DATA FOR THE TASK
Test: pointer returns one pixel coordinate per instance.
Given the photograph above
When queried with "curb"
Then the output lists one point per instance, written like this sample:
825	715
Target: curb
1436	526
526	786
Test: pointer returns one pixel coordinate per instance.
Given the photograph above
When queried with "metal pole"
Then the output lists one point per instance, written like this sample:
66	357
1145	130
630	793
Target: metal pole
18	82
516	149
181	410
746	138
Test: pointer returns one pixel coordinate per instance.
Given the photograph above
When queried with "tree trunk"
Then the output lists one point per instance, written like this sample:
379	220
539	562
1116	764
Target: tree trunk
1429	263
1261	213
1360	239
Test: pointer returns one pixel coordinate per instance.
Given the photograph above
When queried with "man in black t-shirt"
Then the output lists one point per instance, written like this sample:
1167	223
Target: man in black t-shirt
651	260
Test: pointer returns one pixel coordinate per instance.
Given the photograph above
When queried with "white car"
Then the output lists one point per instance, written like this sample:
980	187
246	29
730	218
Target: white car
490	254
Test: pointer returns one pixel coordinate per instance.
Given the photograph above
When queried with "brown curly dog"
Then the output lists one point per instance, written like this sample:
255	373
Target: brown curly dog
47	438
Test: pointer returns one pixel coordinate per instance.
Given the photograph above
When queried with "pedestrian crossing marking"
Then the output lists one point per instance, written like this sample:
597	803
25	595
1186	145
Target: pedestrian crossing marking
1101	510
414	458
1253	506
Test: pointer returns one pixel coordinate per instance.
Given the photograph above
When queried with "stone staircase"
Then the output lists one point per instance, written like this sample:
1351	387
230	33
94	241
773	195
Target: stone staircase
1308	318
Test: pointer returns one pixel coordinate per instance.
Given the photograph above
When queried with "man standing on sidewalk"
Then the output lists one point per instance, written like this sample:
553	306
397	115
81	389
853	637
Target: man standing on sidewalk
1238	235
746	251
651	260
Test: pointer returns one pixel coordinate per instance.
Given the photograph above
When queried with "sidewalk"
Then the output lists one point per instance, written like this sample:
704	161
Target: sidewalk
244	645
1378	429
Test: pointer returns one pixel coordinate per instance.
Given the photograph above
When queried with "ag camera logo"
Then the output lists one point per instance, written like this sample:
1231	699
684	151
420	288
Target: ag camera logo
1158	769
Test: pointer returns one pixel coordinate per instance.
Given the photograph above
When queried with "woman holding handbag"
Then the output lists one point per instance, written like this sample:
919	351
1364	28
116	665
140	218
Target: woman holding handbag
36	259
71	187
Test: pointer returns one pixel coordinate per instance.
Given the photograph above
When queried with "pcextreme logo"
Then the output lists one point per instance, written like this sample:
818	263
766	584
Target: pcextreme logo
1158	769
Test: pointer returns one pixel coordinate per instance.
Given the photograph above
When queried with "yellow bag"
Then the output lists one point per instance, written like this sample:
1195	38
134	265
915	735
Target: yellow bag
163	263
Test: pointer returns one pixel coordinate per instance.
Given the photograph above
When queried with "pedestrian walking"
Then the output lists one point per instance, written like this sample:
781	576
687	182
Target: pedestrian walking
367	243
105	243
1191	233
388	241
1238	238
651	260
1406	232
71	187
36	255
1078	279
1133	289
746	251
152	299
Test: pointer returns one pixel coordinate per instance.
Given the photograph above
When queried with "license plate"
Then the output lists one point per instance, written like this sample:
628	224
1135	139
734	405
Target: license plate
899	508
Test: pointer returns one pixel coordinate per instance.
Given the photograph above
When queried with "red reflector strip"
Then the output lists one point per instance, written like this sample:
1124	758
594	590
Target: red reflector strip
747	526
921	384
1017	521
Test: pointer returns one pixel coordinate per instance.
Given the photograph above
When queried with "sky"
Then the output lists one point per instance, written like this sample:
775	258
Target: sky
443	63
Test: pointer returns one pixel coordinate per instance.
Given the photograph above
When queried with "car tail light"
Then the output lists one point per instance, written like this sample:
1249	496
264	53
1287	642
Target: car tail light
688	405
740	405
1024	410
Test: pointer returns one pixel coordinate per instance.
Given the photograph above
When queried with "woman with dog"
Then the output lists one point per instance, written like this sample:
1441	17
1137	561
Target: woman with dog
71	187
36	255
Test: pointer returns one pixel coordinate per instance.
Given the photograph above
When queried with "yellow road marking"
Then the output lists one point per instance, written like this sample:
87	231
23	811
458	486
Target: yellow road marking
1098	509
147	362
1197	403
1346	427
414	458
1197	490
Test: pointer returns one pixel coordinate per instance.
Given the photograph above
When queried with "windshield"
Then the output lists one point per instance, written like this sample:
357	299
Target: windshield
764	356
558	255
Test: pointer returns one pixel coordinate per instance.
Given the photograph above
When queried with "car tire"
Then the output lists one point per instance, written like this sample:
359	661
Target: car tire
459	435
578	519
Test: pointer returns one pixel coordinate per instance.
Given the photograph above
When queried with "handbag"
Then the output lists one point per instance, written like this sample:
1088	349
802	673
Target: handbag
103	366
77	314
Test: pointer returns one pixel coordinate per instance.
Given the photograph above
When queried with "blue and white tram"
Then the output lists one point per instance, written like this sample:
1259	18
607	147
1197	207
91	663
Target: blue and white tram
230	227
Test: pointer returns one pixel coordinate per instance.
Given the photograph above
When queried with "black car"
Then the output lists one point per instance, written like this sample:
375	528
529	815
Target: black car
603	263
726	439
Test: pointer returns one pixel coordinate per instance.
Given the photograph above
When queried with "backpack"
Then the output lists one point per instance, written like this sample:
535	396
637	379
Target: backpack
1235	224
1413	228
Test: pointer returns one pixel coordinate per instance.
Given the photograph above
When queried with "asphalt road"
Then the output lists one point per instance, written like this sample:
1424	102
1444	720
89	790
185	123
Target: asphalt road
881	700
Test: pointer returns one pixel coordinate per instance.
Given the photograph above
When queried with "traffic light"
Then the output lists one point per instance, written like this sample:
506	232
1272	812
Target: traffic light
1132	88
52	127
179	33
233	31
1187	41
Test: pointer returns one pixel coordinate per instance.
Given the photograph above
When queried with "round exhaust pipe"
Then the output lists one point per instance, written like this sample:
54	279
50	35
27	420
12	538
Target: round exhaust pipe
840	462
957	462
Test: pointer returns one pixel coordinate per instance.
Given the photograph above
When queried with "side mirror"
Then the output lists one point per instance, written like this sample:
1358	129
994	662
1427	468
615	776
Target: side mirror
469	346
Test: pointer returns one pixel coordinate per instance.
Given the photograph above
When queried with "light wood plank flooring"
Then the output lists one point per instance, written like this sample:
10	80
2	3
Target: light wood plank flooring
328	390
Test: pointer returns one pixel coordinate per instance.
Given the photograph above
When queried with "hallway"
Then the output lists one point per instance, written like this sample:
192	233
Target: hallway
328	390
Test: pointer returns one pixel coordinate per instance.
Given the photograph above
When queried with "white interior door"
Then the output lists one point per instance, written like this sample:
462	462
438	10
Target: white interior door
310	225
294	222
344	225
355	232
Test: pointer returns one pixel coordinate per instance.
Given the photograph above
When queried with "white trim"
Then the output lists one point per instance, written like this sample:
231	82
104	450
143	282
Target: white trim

PROBLEM STATEMENT
Among the lines of the data above, find those with the word "trim" and show them.

TASK SOLUTION
When queried with "white trim"
Target: white trim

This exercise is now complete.